▶ _LÍNEAS DE ORIGEN_:
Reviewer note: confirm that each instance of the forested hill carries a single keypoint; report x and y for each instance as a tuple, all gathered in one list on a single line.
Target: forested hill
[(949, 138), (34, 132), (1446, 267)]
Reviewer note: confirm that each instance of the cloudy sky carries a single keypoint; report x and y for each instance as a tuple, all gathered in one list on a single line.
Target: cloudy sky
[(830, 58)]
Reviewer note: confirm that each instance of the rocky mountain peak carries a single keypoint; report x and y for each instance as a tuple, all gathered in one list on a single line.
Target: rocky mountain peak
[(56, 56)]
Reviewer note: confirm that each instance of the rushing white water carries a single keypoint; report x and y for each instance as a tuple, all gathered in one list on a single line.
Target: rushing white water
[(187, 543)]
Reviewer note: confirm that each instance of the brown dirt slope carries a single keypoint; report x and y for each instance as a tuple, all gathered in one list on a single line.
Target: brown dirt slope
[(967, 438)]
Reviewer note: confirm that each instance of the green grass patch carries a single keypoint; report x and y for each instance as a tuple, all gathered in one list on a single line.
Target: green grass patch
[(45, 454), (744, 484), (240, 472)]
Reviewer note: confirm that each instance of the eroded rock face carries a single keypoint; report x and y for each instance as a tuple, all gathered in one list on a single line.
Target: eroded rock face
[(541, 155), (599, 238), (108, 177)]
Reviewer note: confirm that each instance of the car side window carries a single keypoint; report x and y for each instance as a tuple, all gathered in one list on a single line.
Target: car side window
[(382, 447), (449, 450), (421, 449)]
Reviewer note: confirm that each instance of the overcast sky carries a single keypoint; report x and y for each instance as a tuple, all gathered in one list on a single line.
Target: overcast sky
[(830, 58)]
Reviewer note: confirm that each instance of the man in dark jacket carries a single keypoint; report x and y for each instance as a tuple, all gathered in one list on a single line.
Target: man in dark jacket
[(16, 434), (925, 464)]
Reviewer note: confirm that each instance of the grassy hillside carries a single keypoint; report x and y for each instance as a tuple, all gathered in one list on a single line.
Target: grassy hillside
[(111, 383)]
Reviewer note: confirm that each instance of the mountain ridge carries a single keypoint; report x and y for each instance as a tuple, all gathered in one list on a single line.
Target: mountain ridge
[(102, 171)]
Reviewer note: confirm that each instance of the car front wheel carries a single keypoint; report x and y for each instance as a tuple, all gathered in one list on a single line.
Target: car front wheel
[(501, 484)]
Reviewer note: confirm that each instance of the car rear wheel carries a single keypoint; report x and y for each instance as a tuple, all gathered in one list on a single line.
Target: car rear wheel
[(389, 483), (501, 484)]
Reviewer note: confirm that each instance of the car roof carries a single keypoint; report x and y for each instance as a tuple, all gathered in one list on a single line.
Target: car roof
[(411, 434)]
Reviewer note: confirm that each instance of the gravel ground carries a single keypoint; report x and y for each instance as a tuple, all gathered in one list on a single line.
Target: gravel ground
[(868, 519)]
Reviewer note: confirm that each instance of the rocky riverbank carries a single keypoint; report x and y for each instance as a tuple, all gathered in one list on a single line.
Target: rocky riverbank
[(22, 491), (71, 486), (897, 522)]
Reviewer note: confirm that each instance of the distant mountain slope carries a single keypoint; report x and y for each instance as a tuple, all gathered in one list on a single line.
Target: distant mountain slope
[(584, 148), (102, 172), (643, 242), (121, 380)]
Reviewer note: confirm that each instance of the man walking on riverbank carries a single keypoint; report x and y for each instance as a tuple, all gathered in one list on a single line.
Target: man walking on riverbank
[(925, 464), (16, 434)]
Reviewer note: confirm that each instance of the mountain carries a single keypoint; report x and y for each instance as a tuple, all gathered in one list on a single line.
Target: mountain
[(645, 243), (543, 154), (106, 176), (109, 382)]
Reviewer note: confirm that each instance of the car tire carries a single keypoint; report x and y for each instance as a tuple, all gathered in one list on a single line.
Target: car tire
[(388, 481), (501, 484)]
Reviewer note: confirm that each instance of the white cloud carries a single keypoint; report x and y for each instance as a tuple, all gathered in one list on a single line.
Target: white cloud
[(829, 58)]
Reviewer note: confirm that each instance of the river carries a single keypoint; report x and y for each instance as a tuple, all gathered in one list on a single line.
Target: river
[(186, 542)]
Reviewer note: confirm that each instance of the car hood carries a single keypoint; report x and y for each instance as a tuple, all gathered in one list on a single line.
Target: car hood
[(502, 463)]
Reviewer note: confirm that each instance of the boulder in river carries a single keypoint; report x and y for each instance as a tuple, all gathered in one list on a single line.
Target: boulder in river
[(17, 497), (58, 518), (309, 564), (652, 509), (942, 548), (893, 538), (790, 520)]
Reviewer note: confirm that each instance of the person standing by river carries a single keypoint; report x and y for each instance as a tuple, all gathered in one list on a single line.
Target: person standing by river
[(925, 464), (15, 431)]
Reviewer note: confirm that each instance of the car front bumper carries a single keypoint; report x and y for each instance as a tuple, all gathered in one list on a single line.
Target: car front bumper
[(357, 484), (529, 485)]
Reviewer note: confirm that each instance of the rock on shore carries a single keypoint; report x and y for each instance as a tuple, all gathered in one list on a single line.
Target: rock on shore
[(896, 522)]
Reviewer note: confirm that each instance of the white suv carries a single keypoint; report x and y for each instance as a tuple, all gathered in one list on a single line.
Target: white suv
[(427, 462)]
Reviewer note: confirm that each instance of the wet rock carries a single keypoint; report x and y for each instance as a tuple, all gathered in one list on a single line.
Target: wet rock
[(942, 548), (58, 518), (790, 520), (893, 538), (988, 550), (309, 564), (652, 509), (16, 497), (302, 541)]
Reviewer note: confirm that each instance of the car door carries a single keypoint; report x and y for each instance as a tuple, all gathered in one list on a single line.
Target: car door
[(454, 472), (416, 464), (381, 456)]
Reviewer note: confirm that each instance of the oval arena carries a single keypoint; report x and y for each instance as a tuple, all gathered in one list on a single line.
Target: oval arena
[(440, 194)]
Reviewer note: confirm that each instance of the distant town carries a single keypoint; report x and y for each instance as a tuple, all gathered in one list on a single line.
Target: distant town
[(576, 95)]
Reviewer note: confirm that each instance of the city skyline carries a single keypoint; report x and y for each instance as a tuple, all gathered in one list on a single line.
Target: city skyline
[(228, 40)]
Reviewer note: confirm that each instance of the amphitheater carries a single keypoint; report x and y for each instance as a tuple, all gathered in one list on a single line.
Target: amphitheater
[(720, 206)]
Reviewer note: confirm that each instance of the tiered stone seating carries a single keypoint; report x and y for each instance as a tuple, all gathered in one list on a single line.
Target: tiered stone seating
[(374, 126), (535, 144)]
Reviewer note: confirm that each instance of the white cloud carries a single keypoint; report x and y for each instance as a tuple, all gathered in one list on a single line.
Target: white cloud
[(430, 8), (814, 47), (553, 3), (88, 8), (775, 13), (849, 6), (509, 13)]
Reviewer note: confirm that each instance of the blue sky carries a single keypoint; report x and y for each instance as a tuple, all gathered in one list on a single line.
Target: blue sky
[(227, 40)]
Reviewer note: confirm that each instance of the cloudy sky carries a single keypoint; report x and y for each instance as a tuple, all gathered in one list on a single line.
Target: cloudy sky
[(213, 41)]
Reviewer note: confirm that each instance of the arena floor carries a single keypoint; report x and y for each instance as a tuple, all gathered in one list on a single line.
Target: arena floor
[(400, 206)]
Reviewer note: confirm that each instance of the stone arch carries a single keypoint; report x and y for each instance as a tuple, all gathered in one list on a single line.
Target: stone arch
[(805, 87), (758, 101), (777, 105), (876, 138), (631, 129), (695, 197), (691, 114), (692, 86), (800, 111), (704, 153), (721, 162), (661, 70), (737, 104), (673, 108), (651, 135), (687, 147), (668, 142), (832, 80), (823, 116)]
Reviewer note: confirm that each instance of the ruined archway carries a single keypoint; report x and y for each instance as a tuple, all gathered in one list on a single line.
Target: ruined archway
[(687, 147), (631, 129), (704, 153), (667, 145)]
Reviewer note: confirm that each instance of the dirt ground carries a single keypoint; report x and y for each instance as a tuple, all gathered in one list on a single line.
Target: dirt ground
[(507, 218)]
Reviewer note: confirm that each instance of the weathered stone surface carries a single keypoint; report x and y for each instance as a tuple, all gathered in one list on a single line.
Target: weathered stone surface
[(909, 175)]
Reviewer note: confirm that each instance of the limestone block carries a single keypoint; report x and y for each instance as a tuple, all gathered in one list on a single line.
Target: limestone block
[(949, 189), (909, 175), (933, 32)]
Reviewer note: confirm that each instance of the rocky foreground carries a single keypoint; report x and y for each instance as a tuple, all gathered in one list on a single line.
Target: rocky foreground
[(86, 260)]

▶ _PLANTEAMIENTO_: Imprime sin modificación alguna las líneas que comienzan en la que contiene "the rocky foreground" y terminan en la última, ambas incluidas.

▶ _RESULTADO_:
Reviewer note: confirm that each instance of the rocky foreground carries a single keypoint; report x and y for each instance as a tuple, all gathered in one list on a single line.
Target: rocky foreground
[(86, 260)]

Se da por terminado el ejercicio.